### Information given ###

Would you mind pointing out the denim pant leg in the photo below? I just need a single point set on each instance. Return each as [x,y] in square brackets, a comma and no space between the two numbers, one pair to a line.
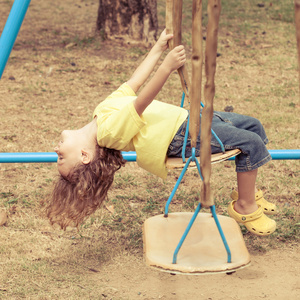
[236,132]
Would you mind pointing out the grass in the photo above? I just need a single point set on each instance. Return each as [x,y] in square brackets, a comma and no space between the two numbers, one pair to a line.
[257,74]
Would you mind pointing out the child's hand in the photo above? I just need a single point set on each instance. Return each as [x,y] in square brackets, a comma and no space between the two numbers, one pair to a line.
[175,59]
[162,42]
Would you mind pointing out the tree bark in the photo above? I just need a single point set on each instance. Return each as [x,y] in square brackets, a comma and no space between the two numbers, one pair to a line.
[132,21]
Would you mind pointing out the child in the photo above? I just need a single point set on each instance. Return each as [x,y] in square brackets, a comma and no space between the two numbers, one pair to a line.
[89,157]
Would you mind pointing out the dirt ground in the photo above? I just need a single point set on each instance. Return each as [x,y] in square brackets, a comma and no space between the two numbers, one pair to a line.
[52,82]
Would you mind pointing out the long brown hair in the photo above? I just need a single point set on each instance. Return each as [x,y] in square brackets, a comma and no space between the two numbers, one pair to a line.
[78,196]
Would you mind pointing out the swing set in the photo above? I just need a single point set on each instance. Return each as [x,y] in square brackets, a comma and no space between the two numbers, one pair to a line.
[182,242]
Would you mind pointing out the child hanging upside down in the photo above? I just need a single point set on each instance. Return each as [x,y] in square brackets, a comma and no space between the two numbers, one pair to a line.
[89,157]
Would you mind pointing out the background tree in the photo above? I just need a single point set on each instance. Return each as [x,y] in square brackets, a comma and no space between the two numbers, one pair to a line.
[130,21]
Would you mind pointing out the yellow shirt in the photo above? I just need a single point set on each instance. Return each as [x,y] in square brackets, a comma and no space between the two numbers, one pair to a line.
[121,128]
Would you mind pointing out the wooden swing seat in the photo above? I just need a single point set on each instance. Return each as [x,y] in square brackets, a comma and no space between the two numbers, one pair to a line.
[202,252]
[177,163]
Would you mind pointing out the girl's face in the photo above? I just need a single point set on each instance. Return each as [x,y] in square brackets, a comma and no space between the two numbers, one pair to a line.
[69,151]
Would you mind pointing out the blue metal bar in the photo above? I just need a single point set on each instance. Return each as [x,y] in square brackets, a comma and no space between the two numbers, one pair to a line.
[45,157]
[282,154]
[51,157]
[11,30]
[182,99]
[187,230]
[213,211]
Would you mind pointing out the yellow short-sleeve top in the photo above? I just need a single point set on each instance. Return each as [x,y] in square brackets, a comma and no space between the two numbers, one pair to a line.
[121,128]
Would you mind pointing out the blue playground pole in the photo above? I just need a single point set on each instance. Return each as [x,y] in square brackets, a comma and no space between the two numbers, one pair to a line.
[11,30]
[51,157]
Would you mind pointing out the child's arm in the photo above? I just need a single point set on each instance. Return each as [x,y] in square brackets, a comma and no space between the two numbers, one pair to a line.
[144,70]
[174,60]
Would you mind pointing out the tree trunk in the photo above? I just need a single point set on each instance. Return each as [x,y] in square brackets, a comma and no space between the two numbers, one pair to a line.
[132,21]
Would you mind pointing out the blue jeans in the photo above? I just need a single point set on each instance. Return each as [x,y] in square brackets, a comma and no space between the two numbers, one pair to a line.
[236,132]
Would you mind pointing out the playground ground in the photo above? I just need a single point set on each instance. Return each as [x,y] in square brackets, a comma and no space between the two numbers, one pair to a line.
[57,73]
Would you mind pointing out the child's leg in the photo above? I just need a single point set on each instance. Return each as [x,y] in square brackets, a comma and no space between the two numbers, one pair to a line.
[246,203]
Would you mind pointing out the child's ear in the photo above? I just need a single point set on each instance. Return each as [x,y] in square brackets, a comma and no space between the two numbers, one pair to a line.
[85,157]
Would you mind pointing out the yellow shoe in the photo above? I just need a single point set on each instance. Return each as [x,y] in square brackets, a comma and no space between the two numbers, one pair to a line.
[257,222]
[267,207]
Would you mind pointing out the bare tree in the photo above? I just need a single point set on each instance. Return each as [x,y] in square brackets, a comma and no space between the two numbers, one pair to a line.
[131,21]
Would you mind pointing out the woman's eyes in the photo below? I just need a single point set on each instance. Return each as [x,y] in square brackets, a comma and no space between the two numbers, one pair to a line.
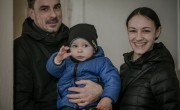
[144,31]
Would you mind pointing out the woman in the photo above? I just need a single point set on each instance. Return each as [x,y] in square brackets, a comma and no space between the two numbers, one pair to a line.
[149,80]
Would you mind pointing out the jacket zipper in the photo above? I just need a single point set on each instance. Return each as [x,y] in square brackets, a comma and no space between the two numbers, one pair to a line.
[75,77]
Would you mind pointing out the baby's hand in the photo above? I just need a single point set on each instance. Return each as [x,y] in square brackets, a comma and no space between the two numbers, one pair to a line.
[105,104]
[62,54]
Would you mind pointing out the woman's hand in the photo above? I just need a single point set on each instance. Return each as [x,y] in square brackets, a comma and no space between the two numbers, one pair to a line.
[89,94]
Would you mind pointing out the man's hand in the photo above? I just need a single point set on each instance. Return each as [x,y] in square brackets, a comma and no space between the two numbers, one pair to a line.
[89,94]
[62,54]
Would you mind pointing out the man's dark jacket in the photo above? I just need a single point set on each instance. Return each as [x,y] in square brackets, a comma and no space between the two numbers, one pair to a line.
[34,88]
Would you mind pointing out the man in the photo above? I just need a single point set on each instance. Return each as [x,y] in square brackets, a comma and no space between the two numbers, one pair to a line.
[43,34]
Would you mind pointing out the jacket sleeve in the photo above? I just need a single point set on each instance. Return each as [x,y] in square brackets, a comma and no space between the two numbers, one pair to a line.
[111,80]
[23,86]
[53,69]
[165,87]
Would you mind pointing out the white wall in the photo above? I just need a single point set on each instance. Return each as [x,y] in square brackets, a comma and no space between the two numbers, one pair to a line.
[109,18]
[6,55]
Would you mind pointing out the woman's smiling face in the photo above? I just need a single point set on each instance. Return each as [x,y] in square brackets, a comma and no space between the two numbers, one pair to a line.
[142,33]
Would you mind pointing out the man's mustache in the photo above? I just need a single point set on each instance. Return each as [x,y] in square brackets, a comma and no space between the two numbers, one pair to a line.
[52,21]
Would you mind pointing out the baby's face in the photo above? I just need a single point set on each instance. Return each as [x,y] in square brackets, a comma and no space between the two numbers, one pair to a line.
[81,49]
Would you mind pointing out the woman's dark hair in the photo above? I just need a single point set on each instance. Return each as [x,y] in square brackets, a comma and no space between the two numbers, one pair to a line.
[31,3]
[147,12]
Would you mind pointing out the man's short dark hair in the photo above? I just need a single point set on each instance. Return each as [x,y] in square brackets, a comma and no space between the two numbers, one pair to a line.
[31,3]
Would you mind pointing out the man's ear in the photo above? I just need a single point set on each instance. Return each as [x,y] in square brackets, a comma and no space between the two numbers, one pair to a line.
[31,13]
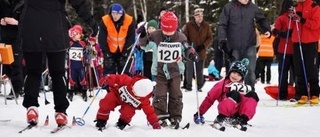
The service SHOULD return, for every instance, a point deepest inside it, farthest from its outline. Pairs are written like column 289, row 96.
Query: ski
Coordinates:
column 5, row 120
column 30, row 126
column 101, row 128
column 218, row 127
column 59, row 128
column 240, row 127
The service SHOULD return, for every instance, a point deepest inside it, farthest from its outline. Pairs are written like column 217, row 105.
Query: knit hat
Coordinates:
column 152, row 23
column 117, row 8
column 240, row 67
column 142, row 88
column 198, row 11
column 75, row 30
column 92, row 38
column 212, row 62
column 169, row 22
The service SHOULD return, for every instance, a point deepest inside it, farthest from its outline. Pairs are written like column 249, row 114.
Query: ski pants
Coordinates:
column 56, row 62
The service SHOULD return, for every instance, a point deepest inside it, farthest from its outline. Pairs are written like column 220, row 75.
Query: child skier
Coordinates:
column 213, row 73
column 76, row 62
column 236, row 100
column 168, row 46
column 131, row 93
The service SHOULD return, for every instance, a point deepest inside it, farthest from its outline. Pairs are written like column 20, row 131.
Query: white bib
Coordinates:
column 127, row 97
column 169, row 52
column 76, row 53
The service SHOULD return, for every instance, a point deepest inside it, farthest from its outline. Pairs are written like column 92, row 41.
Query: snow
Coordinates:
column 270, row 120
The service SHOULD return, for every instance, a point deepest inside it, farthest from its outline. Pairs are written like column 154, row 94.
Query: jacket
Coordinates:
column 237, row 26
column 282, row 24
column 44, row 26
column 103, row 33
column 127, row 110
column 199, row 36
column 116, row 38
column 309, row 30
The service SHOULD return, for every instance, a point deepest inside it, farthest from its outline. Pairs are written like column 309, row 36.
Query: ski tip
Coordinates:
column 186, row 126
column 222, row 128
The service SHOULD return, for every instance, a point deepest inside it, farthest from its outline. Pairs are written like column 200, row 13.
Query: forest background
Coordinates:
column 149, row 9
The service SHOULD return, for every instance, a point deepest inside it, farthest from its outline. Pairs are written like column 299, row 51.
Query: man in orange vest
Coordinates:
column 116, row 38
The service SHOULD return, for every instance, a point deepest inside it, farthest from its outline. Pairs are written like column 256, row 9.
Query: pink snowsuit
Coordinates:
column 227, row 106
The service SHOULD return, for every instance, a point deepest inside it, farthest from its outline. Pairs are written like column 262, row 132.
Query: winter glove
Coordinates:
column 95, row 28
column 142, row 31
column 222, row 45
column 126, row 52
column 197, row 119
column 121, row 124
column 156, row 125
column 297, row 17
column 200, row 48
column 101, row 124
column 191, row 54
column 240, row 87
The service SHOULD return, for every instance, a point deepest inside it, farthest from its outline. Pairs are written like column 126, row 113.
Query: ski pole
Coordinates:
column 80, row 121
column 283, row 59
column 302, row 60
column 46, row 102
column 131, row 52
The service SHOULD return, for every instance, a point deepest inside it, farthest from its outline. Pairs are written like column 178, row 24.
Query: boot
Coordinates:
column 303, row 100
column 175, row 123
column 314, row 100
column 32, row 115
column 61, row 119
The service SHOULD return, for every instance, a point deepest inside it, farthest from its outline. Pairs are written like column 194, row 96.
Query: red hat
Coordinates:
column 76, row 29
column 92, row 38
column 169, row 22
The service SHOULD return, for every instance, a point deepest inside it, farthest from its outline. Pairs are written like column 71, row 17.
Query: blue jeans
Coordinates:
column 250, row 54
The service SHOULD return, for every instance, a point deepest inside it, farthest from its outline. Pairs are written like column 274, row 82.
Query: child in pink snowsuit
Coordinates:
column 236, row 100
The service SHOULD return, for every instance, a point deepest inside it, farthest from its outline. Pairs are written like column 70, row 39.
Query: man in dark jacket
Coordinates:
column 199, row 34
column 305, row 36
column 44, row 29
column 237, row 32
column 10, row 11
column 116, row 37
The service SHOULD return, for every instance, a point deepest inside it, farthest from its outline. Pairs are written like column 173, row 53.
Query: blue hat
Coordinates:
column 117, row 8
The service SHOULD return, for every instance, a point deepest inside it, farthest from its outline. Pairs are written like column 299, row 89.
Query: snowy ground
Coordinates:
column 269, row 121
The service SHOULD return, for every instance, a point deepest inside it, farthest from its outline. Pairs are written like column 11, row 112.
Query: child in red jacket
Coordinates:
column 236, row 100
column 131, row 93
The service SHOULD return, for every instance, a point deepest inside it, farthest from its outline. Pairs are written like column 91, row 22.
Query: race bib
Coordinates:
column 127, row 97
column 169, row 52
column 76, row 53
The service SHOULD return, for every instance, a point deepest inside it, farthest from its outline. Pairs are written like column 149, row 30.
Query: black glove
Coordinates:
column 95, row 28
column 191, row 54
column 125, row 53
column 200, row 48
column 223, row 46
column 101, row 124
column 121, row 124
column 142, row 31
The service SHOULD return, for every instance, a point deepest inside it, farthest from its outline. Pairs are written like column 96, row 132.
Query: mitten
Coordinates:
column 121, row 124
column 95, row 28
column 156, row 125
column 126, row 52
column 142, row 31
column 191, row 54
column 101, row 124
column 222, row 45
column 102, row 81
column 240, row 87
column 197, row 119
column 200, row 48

###

→ **Problem details**
Repeat only the stretch of lines that begins at the line containing "299, row 89." and ends at the last line above, both included.

→ **Problem solution**
The service SHOULD return, for every instance, a point deepest inside it, farthest from its outline. Pairs are written like column 299, row 89.
Query: snowy ground
Coordinates:
column 269, row 121
The service SHOULD return, for every instance, a point deepest inside it, farthest from its outline. Pairs are written like column 11, row 112.
Query: child in red jacket
Coordinates:
column 236, row 100
column 131, row 93
The service SHOULD return, for every instance, a point deepest inside it, farthest from its outline. Pairs are written like column 91, row 22.
Query: race bib
Coordinates:
column 127, row 97
column 169, row 52
column 76, row 53
The service SHOULD return, for every instance, a point deepest inside it, farthest from its outline. Pairs are written like column 149, row 30.
Query: black glove
Coordinates:
column 95, row 28
column 191, row 54
column 125, row 53
column 200, row 48
column 223, row 46
column 101, row 124
column 121, row 124
column 142, row 31
The service SHOULD return, for every instance, a point deepest inside it, farthest from its outline. Pairs are written like column 96, row 132.
Query: mitten
Coordinates:
column 121, row 124
column 95, row 28
column 156, row 125
column 126, row 52
column 142, row 31
column 191, row 54
column 101, row 124
column 222, row 45
column 102, row 81
column 240, row 87
column 197, row 119
column 200, row 48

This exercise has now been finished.